■ TASK OBJECTIVE ■
Can you repeat the lines from the start through the one that contains "0,10 -> 200,105", substituting "house window" for "window of house" and leaving everything else unchanged?

■ GIVEN RECORDS ■
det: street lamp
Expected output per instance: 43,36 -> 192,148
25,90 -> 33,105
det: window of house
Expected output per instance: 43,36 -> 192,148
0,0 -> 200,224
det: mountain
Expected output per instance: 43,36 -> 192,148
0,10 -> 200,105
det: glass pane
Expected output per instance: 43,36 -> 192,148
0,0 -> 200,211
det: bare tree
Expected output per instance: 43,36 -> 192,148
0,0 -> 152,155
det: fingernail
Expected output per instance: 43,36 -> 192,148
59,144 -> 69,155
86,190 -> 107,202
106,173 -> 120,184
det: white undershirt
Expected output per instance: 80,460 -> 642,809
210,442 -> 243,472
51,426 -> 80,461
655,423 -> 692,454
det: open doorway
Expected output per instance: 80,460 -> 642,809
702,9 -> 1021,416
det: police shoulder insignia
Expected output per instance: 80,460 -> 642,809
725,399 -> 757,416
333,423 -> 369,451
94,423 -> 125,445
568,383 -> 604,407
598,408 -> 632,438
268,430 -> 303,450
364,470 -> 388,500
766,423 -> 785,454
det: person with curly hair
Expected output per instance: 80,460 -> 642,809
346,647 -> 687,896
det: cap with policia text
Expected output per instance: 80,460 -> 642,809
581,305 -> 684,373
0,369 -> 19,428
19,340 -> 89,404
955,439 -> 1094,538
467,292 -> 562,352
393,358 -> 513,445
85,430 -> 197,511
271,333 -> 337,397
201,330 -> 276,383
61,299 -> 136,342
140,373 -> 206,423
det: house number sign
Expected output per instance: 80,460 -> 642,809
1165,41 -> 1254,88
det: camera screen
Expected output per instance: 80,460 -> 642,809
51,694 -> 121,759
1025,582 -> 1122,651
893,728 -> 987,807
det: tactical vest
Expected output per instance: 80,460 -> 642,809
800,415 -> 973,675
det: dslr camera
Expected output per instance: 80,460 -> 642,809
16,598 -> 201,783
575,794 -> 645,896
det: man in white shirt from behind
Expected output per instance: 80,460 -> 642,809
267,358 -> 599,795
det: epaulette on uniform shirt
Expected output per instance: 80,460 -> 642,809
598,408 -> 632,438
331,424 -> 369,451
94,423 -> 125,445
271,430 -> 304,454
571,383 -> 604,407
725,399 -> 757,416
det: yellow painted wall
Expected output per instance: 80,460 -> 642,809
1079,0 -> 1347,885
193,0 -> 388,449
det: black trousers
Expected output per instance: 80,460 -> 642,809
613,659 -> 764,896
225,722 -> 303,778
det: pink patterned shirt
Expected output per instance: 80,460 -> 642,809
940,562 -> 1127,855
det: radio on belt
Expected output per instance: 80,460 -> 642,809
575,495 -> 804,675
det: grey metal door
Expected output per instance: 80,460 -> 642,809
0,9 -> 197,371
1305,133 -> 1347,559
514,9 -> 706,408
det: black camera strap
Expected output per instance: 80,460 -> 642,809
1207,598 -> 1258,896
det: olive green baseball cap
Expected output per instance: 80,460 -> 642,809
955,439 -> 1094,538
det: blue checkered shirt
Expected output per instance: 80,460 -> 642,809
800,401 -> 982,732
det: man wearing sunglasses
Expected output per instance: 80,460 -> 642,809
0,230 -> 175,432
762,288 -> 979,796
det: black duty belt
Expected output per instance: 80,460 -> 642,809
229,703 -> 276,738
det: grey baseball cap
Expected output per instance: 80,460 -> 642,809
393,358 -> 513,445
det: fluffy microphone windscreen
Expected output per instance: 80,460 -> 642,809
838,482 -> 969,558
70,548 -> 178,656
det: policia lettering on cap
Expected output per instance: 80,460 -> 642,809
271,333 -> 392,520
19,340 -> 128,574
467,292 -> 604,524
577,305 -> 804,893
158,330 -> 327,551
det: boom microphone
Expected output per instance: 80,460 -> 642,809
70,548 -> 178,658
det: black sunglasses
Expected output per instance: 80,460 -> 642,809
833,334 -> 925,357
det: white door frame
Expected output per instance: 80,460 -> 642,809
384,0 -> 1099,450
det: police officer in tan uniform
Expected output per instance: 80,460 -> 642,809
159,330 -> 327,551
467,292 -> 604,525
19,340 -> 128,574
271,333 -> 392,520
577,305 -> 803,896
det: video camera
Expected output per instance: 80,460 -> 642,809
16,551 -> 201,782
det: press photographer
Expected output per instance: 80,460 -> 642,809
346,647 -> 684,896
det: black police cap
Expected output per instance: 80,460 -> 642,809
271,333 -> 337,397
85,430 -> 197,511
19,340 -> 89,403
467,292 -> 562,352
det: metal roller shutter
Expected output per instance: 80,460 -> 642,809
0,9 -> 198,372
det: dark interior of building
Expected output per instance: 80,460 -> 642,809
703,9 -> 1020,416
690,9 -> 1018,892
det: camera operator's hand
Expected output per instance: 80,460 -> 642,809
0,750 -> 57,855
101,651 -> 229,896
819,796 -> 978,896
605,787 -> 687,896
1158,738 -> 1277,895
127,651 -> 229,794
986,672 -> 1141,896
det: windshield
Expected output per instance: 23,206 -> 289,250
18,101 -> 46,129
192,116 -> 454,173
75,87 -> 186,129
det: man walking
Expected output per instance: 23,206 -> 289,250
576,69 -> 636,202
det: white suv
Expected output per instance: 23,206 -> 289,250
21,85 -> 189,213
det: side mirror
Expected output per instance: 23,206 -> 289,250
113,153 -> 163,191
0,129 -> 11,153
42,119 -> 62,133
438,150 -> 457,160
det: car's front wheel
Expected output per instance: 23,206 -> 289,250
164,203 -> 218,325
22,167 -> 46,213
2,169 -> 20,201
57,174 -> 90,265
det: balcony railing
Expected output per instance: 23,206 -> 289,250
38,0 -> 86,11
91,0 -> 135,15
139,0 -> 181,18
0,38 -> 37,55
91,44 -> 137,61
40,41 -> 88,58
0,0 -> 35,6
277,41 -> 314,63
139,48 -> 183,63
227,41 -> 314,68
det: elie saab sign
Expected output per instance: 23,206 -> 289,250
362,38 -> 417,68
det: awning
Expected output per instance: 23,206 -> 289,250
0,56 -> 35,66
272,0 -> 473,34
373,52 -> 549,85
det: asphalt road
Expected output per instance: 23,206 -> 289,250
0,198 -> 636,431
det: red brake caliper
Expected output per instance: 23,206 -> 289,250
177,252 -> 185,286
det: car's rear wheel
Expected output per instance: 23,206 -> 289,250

■ WRITTEN RESPONSE ■
det: street lamp
Expected output per instance: 43,36 -> 192,148
25,90 -> 33,105
det: house window
Expected output per instance: 43,36 -> 192,148
0,0 -> 200,224
det: mountain
Expected output per instance: 43,36 -> 192,148
0,10 -> 200,105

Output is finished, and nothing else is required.